> **Task prompt**:
Put every line of the items below into a numbered list, leaving out blank lines and the pictures.

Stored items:
>> Begin

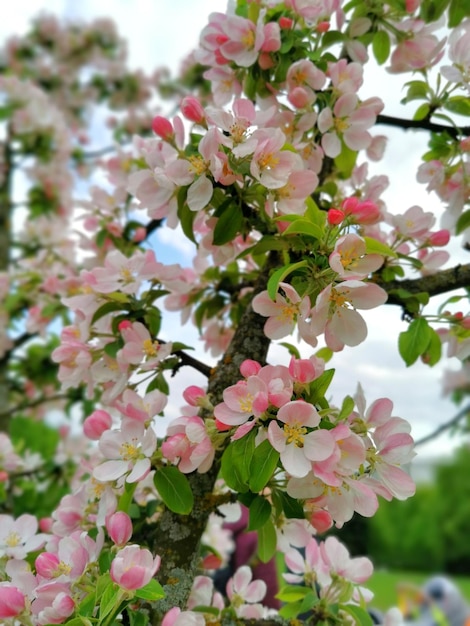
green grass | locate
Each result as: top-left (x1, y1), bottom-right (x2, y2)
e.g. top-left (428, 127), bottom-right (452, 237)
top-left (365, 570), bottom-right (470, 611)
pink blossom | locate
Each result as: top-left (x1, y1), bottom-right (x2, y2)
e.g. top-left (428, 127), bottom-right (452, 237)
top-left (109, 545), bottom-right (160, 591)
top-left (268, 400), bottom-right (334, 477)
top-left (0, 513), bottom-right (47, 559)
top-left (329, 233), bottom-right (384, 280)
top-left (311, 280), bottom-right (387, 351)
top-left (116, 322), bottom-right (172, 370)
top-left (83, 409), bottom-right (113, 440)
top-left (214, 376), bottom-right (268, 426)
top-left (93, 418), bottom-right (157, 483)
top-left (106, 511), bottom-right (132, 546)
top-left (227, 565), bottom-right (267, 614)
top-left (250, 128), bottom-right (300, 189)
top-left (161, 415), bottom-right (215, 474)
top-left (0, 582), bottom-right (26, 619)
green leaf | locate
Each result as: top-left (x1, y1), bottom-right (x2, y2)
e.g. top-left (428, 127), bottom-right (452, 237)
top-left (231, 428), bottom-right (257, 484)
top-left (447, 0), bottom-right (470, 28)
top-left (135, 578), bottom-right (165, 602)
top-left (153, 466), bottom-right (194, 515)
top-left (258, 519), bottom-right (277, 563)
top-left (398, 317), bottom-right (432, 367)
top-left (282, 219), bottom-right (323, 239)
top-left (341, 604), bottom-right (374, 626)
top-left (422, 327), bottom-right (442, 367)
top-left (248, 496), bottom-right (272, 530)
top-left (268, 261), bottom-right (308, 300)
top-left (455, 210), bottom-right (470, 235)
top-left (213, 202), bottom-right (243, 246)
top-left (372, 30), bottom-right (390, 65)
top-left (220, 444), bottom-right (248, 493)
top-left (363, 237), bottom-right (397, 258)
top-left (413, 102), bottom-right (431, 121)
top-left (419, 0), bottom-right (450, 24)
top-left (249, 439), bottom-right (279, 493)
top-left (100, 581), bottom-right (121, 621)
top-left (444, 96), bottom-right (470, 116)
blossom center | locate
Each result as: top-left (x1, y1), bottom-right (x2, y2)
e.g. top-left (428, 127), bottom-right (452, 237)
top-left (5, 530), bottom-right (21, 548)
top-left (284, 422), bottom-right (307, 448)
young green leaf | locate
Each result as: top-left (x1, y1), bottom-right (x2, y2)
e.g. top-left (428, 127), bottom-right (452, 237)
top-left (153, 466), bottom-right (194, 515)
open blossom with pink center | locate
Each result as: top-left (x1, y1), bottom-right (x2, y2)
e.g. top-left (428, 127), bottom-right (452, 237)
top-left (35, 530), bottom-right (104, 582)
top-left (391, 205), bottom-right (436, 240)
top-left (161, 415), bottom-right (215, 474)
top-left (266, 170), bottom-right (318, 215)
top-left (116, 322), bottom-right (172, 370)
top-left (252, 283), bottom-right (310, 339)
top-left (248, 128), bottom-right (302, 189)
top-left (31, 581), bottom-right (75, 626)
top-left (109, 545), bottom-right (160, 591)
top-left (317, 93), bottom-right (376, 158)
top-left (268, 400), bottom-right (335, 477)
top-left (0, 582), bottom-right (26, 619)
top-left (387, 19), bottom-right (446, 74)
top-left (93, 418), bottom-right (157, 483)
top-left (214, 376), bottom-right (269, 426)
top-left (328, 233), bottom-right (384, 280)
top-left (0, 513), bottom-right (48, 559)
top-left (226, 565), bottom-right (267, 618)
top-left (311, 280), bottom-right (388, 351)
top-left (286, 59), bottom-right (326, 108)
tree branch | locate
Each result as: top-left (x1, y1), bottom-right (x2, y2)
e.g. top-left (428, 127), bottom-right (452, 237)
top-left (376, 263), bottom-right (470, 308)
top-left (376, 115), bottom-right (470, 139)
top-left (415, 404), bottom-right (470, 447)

>> End

> **Response to the exercise**:
1. green grass | locate
2. Each result as: top-left (x1, y1), bottom-right (x2, y2)
3. e.g. top-left (428, 127), bottom-right (452, 237)
4. top-left (365, 570), bottom-right (470, 611)
5. pink blossom | locate
6. Each result as: top-left (x1, y1), bottom-right (x2, y2)
7. e.g. top-left (428, 127), bottom-right (452, 237)
8. top-left (109, 545), bottom-right (160, 591)
9. top-left (268, 400), bottom-right (334, 477)
10. top-left (0, 513), bottom-right (47, 559)
11. top-left (329, 233), bottom-right (384, 280)
12. top-left (311, 280), bottom-right (387, 351)
13. top-left (116, 322), bottom-right (172, 370)
14. top-left (83, 409), bottom-right (113, 440)
15. top-left (214, 376), bottom-right (268, 426)
16. top-left (93, 418), bottom-right (157, 483)
17. top-left (106, 511), bottom-right (132, 546)
18. top-left (227, 565), bottom-right (267, 614)
19. top-left (250, 128), bottom-right (300, 189)
20. top-left (161, 415), bottom-right (215, 474)
21. top-left (0, 582), bottom-right (26, 619)
22. green leaf | locate
23. Each result as: top-left (x1, y1), bottom-right (x2, y2)
24. e.g. top-left (428, 127), bottom-right (452, 237)
25. top-left (231, 428), bottom-right (257, 484)
26. top-left (447, 0), bottom-right (470, 28)
27. top-left (135, 578), bottom-right (165, 602)
28. top-left (153, 466), bottom-right (194, 515)
29. top-left (258, 519), bottom-right (277, 563)
30. top-left (398, 317), bottom-right (432, 367)
31. top-left (282, 219), bottom-right (323, 239)
32. top-left (341, 604), bottom-right (374, 626)
33. top-left (422, 327), bottom-right (442, 367)
34. top-left (248, 496), bottom-right (272, 530)
35. top-left (268, 261), bottom-right (308, 300)
36. top-left (455, 210), bottom-right (470, 235)
37. top-left (213, 202), bottom-right (243, 246)
38. top-left (372, 30), bottom-right (390, 65)
39. top-left (220, 444), bottom-right (248, 493)
40. top-left (363, 237), bottom-right (397, 258)
41. top-left (413, 102), bottom-right (431, 121)
42. top-left (419, 0), bottom-right (450, 24)
43. top-left (249, 439), bottom-right (279, 493)
44. top-left (100, 581), bottom-right (121, 621)
45. top-left (444, 96), bottom-right (470, 116)
46. blossom center | locate
47. Each result as: top-left (x1, y1), bottom-right (x2, y2)
48. e.g. top-left (428, 127), bottom-right (452, 237)
49. top-left (5, 530), bottom-right (21, 548)
50. top-left (284, 422), bottom-right (307, 448)
51. young green leaf | locate
52. Each result as: top-left (x1, y1), bottom-right (x2, y2)
53. e.g. top-left (428, 127), bottom-right (452, 237)
54. top-left (153, 466), bottom-right (194, 515)
55. open blossom with pink center | locate
56. Each result as: top-left (x1, y1), bottom-right (x2, y2)
57. e.g. top-left (428, 127), bottom-right (452, 237)
58. top-left (35, 530), bottom-right (104, 582)
59. top-left (391, 205), bottom-right (436, 240)
60. top-left (161, 415), bottom-right (215, 474)
61. top-left (266, 170), bottom-right (318, 215)
62. top-left (116, 322), bottom-right (172, 370)
63. top-left (252, 283), bottom-right (310, 339)
64. top-left (248, 128), bottom-right (302, 189)
65. top-left (31, 581), bottom-right (75, 626)
66. top-left (109, 545), bottom-right (160, 591)
67. top-left (317, 93), bottom-right (376, 158)
68. top-left (268, 400), bottom-right (335, 477)
69. top-left (0, 582), bottom-right (26, 619)
70. top-left (387, 19), bottom-right (446, 74)
71. top-left (93, 418), bottom-right (157, 483)
72. top-left (214, 376), bottom-right (269, 426)
73. top-left (328, 233), bottom-right (384, 280)
74. top-left (0, 513), bottom-right (48, 559)
75. top-left (226, 565), bottom-right (267, 618)
76. top-left (311, 280), bottom-right (388, 351)
77. top-left (286, 59), bottom-right (326, 108)
78. tree branch | locate
79. Each result as: top-left (x1, y1), bottom-right (x2, y2)
80. e.g. top-left (428, 127), bottom-right (452, 237)
81. top-left (376, 263), bottom-right (470, 308)
82. top-left (376, 115), bottom-right (470, 139)
83. top-left (415, 404), bottom-right (470, 447)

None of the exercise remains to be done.